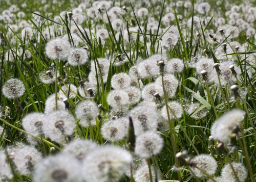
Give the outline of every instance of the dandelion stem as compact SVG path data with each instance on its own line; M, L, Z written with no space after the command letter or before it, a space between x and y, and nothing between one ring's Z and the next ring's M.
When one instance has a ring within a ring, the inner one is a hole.
M175 137L174 135L175 133L175 131L174 131L174 128L173 126L173 123L172 123L172 121L170 120L170 115L169 113L169 109L168 108L168 102L167 102L167 94L166 92L165 91L165 89L164 89L164 83L163 81L163 73L162 72L161 73L161 77L162 77L162 85L163 86L163 93L164 93L164 102L165 104L165 106L166 107L166 110L167 110L167 116L168 117L168 123L169 124L169 127L170 129L170 140L172 141L172 144L173 145L173 150L174 151L174 156L176 155L177 153L177 146L176 146L176 143L175 142ZM176 164L177 167L179 166L179 161L178 161L177 159L176 158L174 158L175 160L175 163ZM178 173L178 177L179 178L179 180L180 181L181 180L181 177L180 176L180 174L179 172L177 172Z
M146 160L146 162L147 163L147 166L148 166L148 172L150 173L150 182L153 182L153 178L152 177L152 171L151 171L151 166L150 165L150 159L147 159Z

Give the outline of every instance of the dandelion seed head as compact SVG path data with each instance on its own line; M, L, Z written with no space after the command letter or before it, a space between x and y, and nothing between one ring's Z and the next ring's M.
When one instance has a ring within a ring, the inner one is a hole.
M81 165L72 155L60 154L50 155L35 166L35 182L82 181Z
M234 109L226 112L212 124L211 135L215 140L227 141L229 137L238 127L244 118L245 112Z
M182 117L183 110L181 105L180 102L177 101L172 101L168 102L168 106L169 107L168 108L169 116L171 120L174 120L176 119L176 117L178 118L180 118ZM169 110L172 110L173 113L175 115L173 114L172 112ZM161 114L162 116L166 120L168 120L168 115L167 113L166 107L164 106L161 110Z
M47 124L46 118L46 116L42 113L28 114L22 118L22 126L26 131L33 136L41 136L43 134L42 125Z
M47 116L48 124L42 131L46 137L58 143L63 143L65 137L73 135L75 126L74 116L66 111L54 111Z
M168 61L165 64L164 68L169 73L179 73L183 70L184 64L181 60L175 58Z
M73 49L68 58L69 64L75 66L82 65L88 61L88 51L84 48Z
M147 16L148 10L145 8L141 8L138 10L138 16L141 18L144 18Z
M129 103L134 105L138 102L141 98L141 92L135 87L129 87L125 89L125 91L129 96Z
M135 153L143 159L158 154L163 146L162 138L154 131L148 131L136 138Z
M126 88L131 84L130 76L125 73L114 74L111 79L111 86L114 89Z
M239 180L245 181L247 177L247 171L242 163L231 163ZM221 177L225 181L236 181L237 178L229 164L226 164L223 167L221 172Z
M65 61L71 50L69 42L63 38L58 38L47 42L46 54L47 57L54 60Z
M148 131L156 131L158 114L152 107L139 106L134 108L129 116L132 117L135 135L139 136Z
M197 155L192 158L190 162L193 165L200 168L210 175L215 173L218 167L215 159L207 154L201 154ZM190 169L198 177L205 176L205 175L195 167L191 167Z
M11 79L7 81L2 88L3 94L8 98L20 97L25 92L23 82L17 79Z
M128 119L126 118L109 120L101 127L101 135L109 141L121 141L126 136L127 123Z
M105 145L92 150L83 160L86 181L117 181L132 162L131 154L116 146Z
M41 154L34 147L18 143L8 149L14 169L22 175L31 174L34 165L42 158Z
M82 161L90 151L97 145L89 140L76 139L64 147L61 153L72 155L80 161Z
M197 6L197 11L200 14L206 13L210 9L210 6L208 3L201 3Z
M76 116L80 119L79 123L83 127L96 124L95 118L99 113L96 103L90 100L80 101L76 108Z
M77 88L76 87L71 84L70 84L70 84L67 84L66 85L63 85L61 87L62 91L60 90L59 91L60 94L64 94L66 97L69 96L69 98L74 98L76 96L76 94L77 94Z

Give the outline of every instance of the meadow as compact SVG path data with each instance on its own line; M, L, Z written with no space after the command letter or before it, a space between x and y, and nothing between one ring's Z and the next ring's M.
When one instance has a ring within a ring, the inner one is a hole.
M0 1L0 181L254 181L255 5Z

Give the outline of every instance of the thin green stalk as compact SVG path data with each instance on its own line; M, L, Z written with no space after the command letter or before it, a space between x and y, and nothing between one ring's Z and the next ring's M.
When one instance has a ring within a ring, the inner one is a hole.
M170 129L170 140L172 141L172 144L173 145L173 150L174 151L174 156L175 157L177 154L177 146L176 146L176 143L175 142L175 137L174 135L175 134L175 131L174 131L174 128L173 126L173 123L172 123L172 121L170 120L170 115L169 113L169 109L168 109L168 101L167 101L167 94L166 92L165 91L165 89L164 88L164 80L163 80L163 73L162 72L161 73L161 77L162 77L162 85L163 86L163 93L164 93L164 103L165 104L165 107L166 107L166 110L167 110L167 116L168 117L168 123L169 124L169 127ZM177 158L175 157L174 158L175 160L175 163L176 164L177 167L178 167L179 166L179 161L178 161ZM181 177L180 176L180 172L177 172L178 173L178 177L179 178L179 180L180 181L181 180Z
M150 159L146 160L147 166L148 166L148 172L150 173L150 182L153 182L153 177L152 176L152 171L151 171L151 166L150 165Z

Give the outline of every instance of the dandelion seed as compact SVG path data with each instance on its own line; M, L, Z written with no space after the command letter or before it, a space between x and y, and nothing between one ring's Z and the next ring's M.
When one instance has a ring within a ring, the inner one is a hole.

◆ SHORT EXERCISE: Render every line of the entries above as a JSON list of strings, one string per line, skipping blank lines and leaving out the pictures.

◆ FINAL ANSWER:
[
  "Give the outline of every instance of the dandelion stem as compact SVG path data with each instance on its own line; M, L, Z written with no space after the command letter or before it, a space between x and y, and nothing between one ring's Z and the next ring's M.",
  "When one instance has a ring within a ring, the inner one is a hole.",
  "M175 137L174 135L175 133L175 131L174 131L174 128L173 126L173 123L172 123L172 121L170 120L170 115L169 113L169 109L168 108L168 102L167 102L167 94L166 92L165 91L165 89L164 89L164 83L163 81L163 73L162 72L161 73L161 77L162 77L162 85L163 86L163 93L164 93L164 102L165 104L165 106L166 107L166 110L167 110L167 116L168 117L168 123L169 124L169 127L170 129L170 140L172 141L172 144L173 145L173 150L174 151L174 156L176 155L177 153L177 146L176 146L176 143L175 142ZM176 164L177 167L179 166L179 161L178 161L177 159L176 158L174 158L175 160L175 163ZM178 173L178 177L179 178L179 180L180 181L181 180L181 177L180 176L180 174L179 172L177 172Z",
  "M146 160L146 162L147 163L147 166L148 166L148 172L150 173L150 182L153 182L153 178L152 177L152 171L151 171L151 166L150 165L150 159L147 159Z",
  "Give the outline of every instance of the dandelion seed head as compact SVG path data with each instance on its own line; M, L, Z written with no space after the command letter or before it, a space between x and y, and nothing between one ring's Z and the next ring's M.",
  "When one instance has a ring within a ring, the inner one is a hole.",
  "M81 165L72 155L60 154L50 155L35 166L35 182L82 181Z",
  "M234 109L226 112L212 124L211 135L215 140L227 141L229 137L238 127L244 118L245 112Z",
  "M182 117L183 110L181 105L180 102L177 101L172 101L168 102L168 106L169 107L168 108L169 116L171 120L174 120L176 119L176 117L178 118L180 118ZM169 110L172 110L173 113L175 115L173 114L172 112ZM161 114L162 116L166 120L168 120L168 115L167 113L166 107L164 106L161 110Z",
  "M47 124L46 118L46 116L42 113L28 114L22 118L22 126L26 131L33 136L41 136L43 134L42 125Z",
  "M47 116L48 124L42 131L46 137L58 143L63 143L65 137L73 135L75 126L74 116L66 111L54 111Z",
  "M168 61L165 64L164 68L169 73L179 73L183 70L184 64L181 60L175 58Z",
  "M73 49L68 58L69 64L75 66L82 65L88 61L88 51L84 48Z",
  "M147 16L148 10L145 8L141 8L138 10L138 16L141 18L144 18Z",
  "M129 103L134 105L138 102L141 98L141 92L135 87L129 87L125 89L125 91L129 96Z",
  "M135 153L143 159L158 154L163 146L162 138L154 131L148 131L136 138Z",
  "M126 88L131 84L130 76L125 73L114 74L111 79L111 86L114 89Z",
  "M239 180L245 181L247 177L247 171L242 163L231 163ZM221 177L225 181L236 181L237 178L229 164L226 164L223 167L221 172Z",
  "M65 61L71 50L69 42L63 38L58 38L47 42L46 54L47 57L54 60Z",
  "M148 131L156 131L158 114L152 107L139 106L134 108L129 116L132 117L135 135L139 136Z",
  "M197 155L192 158L190 162L193 165L200 168L210 175L215 173L218 167L215 159L207 154L201 154ZM190 169L198 177L205 176L205 175L195 167L191 167Z",
  "M11 79L7 81L2 88L3 94L8 98L20 97L25 92L23 82L17 79Z",
  "M128 119L126 118L109 120L101 127L101 135L109 141L121 141L126 136L127 123Z",
  "M105 145L92 150L83 160L86 181L117 181L132 162L131 154L116 146Z",
  "M41 154L34 147L18 143L8 149L14 169L22 175L31 174L34 165L42 158Z",
  "M82 161L90 151L97 145L89 140L76 139L64 147L61 153L72 155L80 161Z",
  "M197 6L197 11L200 14L206 13L210 9L210 6L208 3L201 3Z",
  "M76 116L80 119L79 123L83 127L96 124L95 118L99 113L96 103L90 100L80 101L76 108Z",
  "M77 88L76 87L71 84L70 84L70 84L67 84L66 85L63 85L61 87L62 91L60 90L59 91L60 94L64 94L66 97L69 96L69 98L74 98L76 96L76 94L77 94Z",
  "Give the outline of every instance of the meadow as compact SVG path data with each instance on its own line; M, L, Z written with no space after the command letter or before it, a space between x and y, and nothing between one ring's Z and the next ring's M.",
  "When one instance has a ring within a ring, the inner one is a hole.",
  "M0 1L0 181L254 181L255 5Z",
  "Give the outline of every instance of the thin green stalk as compact SVG path data with each instance on its own line; M, L, Z written with no space after the command letter or before it, a space between x and y, and nothing between one ring's Z and the next ring's M.",
  "When one instance has a ring within a ring, the inner one is a hole.",
  "M170 129L170 140L172 141L172 144L173 145L173 150L174 151L174 156L175 157L177 154L177 146L176 146L176 143L175 142L175 137L174 135L175 134L175 131L174 131L174 128L173 126L173 123L172 123L172 121L170 120L170 115L169 113L169 109L168 109L168 101L167 101L167 94L166 92L165 91L165 89L164 88L164 80L163 80L163 73L162 72L161 73L161 77L162 77L162 85L163 86L163 93L164 93L164 103L165 104L165 107L166 107L166 110L167 110L167 116L168 117L168 123L169 124L169 127ZM177 158L175 157L174 158L175 160L175 163L176 164L177 167L178 167L179 166L179 161L178 161ZM181 177L180 176L180 172L177 172L178 173L178 177L179 178L179 180L180 181L181 180Z",
  "M150 159L146 160L147 166L148 166L148 172L150 173L150 182L153 182L153 177L152 176L152 171L151 171L151 166L150 165Z",
  "Give the outline of every instance of the dandelion seed as compact SVG path data with each instance on its own line; M, L, Z written with no space after the command letter or before it, a space between x and y, and nothing between one ring's Z and the next ring's M.",
  "When one instance has a ring within a ring, the inner one is a hole."
]